• **WORK ORDER 1**: Decide whether each statement below agrees with the passage on Robert's SSDI and Medicare gap. Answer yes or no for each, and quote the words from the passage that settle it. (a) SSDI recipients wait 24 months before Medicare coverage begins. (b) Robert's replacement plan cost $412 a month. (c) Robert keeps his monthly income from Little Sparks between $900 and $950.
• **WORK ORDER 2**: Pick up the passage on Robert's SSDI and Medicare gap after its last sentence, and continue writing it.

• **TEXT PASSAGE**:
↓↓↓
The Medicare Gap Nobody Warned Him About
One of the most consequential — and least discussed — features of SSDI is the mandatory 24-month waiting period before Medicare coverage begins. Per the Social Security Administration’s Medicare enrollment rules, SSDI recipients must wait two full years from their eligibility date before Medicare kicks in. For Robert, that means Medicare won’t start until late 2026 at the earliest.
When his SSDI was approved, Robert was enrolled in an ACA marketplace plan costing $412 per month after a partial premium tax credit. Tight, but manageable. Then came January 2026.
“I got a letter in November saying my plan was being discontinued,” he told me, flipping open the folder to show me the notice. “The replacement plan was $819 a month. I did the math right there at the kitchen table. My disability check is $1,385. After insurance, I’ve got $566 left for rent, food, utilities, medication — everything.”
Kansas City’s ACA marketplace has seen reduced insurer competition over the past two years, which pushed premiums higher for many mid-tier plans. Robert’s premium tax credit helped, but not enough to offset a plan repricing of this magnitude. His monthly insurance cost had nearly doubled in a single enrollment cycle.
The Side Hustle Tightrope and the SGA Limit
Robert has never been someone who sits still. He described his appetite for side hustles with a kind of restless energy — drumming his fingers on the table, already thinking three steps ahead. He’d researched online tutoring, reselling vintage toys on eBay, and even a weekend farmers market booth selling homemade hot sauce. Each idea ran into the same wall: the Substantial Gainful Activity limit.
The SSA’s SGA threshold for 2025 is $1,620 per month for non-blind SSDI recipients. Earning above that amount consistently can trigger a benefits review. Robert tracks his income from Little Sparks down to the dollar each month, keeping it between $900 and $950 — safely below the limit, but nowhere near enough to meaningfully close his budget gap.
“I keep a running total every month,” Robert said. “I’m at the daycare maybe fifteen hours a week now. I track every dollar that comes in, because going even one dollar over by accident could trigger a review. I’ve read enough stories on the disability forums to know that’s not something I want to deal with.”
↑↑↑
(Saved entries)
↓↓↓
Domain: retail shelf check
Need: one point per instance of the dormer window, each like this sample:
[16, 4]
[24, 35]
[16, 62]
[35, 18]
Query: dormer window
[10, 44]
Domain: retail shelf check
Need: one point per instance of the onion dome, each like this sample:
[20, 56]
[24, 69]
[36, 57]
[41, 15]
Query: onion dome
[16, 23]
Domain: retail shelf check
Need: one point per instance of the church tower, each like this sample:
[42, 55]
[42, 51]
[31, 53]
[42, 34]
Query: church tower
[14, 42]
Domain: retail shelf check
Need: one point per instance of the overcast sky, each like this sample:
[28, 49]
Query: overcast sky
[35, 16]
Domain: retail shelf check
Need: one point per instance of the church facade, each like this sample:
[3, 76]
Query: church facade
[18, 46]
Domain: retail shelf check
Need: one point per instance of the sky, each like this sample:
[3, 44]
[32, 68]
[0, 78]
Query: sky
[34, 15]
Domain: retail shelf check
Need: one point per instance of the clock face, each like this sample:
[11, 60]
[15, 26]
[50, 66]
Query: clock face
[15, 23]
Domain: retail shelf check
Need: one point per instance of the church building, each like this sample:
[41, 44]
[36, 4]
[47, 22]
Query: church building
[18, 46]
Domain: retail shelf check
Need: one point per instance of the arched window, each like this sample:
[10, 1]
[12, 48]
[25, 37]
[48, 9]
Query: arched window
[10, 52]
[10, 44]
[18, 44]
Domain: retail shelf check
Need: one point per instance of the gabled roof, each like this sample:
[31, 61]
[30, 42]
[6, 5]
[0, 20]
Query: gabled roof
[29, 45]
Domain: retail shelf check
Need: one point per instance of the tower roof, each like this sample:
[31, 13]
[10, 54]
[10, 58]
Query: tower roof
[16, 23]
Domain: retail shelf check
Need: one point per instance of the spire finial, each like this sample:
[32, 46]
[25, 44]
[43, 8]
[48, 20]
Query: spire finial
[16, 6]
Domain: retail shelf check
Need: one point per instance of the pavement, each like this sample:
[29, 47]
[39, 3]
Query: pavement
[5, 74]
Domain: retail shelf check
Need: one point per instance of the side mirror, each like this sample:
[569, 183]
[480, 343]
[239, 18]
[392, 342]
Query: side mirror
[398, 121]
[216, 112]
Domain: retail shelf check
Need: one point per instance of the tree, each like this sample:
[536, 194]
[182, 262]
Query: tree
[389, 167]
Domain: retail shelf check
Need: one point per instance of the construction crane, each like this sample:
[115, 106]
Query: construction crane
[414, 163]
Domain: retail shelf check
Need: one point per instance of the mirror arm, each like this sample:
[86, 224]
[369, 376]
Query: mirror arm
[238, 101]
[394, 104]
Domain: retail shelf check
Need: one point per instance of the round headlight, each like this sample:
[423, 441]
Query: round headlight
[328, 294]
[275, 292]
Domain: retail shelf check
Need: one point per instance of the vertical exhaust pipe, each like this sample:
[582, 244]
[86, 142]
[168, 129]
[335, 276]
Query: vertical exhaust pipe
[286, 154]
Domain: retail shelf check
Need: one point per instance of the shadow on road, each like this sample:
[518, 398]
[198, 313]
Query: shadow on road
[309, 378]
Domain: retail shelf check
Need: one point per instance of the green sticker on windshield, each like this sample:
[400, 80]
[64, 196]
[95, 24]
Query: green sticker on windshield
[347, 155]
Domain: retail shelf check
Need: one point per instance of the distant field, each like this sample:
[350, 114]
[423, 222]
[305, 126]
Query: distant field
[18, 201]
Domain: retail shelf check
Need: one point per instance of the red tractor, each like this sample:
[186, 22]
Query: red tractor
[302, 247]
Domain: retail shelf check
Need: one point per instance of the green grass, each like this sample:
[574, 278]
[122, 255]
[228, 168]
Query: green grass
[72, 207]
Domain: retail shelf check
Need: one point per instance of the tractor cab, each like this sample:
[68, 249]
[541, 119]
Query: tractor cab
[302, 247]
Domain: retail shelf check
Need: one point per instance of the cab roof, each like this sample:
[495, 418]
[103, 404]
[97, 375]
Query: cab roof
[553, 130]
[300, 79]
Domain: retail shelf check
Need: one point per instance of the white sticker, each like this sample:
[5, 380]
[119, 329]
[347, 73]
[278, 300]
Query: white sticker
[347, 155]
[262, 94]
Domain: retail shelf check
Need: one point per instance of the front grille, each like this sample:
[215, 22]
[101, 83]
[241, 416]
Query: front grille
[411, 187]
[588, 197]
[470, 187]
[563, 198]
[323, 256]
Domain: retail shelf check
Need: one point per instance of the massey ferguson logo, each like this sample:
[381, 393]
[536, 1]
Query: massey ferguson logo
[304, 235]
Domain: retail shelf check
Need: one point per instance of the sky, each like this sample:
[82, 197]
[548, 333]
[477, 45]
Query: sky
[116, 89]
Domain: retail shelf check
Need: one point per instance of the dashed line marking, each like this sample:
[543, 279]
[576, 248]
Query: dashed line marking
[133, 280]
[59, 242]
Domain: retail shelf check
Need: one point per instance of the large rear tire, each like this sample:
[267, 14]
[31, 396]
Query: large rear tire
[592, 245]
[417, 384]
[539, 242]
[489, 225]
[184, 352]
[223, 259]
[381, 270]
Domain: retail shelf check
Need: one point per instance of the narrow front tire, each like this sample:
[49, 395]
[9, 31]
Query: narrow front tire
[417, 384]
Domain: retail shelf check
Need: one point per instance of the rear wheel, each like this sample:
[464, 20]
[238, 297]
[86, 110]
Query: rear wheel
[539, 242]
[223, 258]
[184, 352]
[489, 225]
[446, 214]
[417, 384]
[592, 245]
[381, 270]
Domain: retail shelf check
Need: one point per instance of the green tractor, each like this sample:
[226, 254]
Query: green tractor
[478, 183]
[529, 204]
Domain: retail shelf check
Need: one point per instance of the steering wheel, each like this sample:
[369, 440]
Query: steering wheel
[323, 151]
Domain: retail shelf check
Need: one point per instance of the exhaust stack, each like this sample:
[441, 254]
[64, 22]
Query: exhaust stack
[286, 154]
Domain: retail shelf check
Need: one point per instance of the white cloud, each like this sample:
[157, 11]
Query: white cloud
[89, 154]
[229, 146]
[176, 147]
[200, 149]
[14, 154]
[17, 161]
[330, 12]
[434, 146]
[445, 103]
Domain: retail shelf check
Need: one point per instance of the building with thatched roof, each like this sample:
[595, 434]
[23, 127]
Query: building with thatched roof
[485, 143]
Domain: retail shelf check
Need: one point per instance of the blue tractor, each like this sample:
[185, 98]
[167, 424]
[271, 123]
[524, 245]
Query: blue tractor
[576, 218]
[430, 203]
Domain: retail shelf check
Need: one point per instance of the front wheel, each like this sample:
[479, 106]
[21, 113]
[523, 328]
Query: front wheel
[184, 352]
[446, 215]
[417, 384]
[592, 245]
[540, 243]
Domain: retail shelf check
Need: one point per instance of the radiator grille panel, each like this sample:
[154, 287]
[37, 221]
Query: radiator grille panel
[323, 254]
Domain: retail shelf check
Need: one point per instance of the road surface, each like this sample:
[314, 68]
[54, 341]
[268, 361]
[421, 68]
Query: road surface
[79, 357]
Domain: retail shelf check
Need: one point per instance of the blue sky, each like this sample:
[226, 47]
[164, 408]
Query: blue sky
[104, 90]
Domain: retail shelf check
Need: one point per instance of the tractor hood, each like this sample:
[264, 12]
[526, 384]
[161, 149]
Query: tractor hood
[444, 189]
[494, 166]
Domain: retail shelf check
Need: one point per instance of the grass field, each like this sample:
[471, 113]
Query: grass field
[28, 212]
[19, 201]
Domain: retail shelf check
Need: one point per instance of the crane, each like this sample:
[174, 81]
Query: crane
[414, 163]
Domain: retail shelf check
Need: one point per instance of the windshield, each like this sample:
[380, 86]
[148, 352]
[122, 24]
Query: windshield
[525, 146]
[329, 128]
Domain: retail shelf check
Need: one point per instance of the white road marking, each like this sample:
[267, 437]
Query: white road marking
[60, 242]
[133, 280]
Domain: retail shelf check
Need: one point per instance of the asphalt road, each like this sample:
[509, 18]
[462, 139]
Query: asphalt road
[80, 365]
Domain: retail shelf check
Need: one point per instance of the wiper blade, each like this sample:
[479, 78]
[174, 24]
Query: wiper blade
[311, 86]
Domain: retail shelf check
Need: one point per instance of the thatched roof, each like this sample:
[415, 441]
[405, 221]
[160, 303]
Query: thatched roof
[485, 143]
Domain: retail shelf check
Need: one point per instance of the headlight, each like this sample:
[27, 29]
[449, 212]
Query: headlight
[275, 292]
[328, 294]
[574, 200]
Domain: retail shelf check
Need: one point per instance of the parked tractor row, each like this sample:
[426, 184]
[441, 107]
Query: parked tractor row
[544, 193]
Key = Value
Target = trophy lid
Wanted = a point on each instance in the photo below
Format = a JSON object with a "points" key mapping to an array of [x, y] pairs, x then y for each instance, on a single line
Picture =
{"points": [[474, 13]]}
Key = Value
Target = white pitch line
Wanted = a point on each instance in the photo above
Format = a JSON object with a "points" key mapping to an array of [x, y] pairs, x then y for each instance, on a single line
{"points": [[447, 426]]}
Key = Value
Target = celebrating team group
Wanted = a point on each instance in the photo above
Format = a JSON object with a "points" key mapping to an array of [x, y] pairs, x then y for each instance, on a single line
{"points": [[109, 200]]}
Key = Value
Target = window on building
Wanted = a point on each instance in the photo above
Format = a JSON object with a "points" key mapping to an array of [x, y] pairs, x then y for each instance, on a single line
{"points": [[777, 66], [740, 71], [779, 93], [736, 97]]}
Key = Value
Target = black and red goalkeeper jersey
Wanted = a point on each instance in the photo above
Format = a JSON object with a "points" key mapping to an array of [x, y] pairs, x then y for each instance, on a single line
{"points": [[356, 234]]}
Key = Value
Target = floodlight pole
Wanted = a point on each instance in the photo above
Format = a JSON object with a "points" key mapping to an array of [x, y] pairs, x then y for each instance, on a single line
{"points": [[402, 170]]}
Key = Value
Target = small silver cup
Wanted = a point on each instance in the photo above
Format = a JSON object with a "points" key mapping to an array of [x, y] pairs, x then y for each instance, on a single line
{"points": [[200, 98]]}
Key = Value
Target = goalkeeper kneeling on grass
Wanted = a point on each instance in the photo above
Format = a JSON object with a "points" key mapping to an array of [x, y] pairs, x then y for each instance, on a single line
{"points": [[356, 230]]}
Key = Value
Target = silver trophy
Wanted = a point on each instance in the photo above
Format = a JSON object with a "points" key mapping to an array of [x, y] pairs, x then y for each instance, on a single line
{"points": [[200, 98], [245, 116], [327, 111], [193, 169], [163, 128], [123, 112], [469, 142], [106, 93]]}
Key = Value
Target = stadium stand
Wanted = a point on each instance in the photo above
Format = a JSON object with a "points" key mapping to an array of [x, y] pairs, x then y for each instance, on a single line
↑↑↑
• **ANSWER AREA 1**:
(a) Yes: "the mandatory 24-month waiting period before Medicare coverage begins"
(b) No: "The replacement plan was $819 a month."
(c) Yes: "keeping it between $900 and $950"

• **ANSWER AREA 2**:
Where Things Stand Now
When I asked Robert what the next year looks like, he paused for a long moment before answering. He said he had recently applied for a Missouri Medicaid program he learned about through a local legal aid nonprofit — one that might offer supplemental coverage for people caught in the SSDI Medicare gap. He had not yet heard back on eligibility.
He’s also keeping Little Sparks open deliberately — not just for the income, but for the structure and the sense of purpose it provides. “I built that place from nothing,” he told me, closing his folder. “I’m not going to let a bad back and a broken insurance market take it from me.”
Robert’s situation is far from unusual. Tens of thousands of SSDI recipients every year find themselves caught in the 24-month Medicare gap, relying on a private insurance market that can reprice freely from one enrollment year to the next. The gap between what disability benefits pay and what healthcare actually costs is not a glitch in the system — for many people in Robert’s position, it is the system.
As I watched him leave the diner, already on his phone — probably checking a marketplace navigator app or scanning a side hustle forum — I thought about how many people are navigating something this complex, this slow, and this expensive, with this little guidance. Robert Blanchard is still fighting. Whether the system will meet him halfway is a question he’s still waiting to have answered.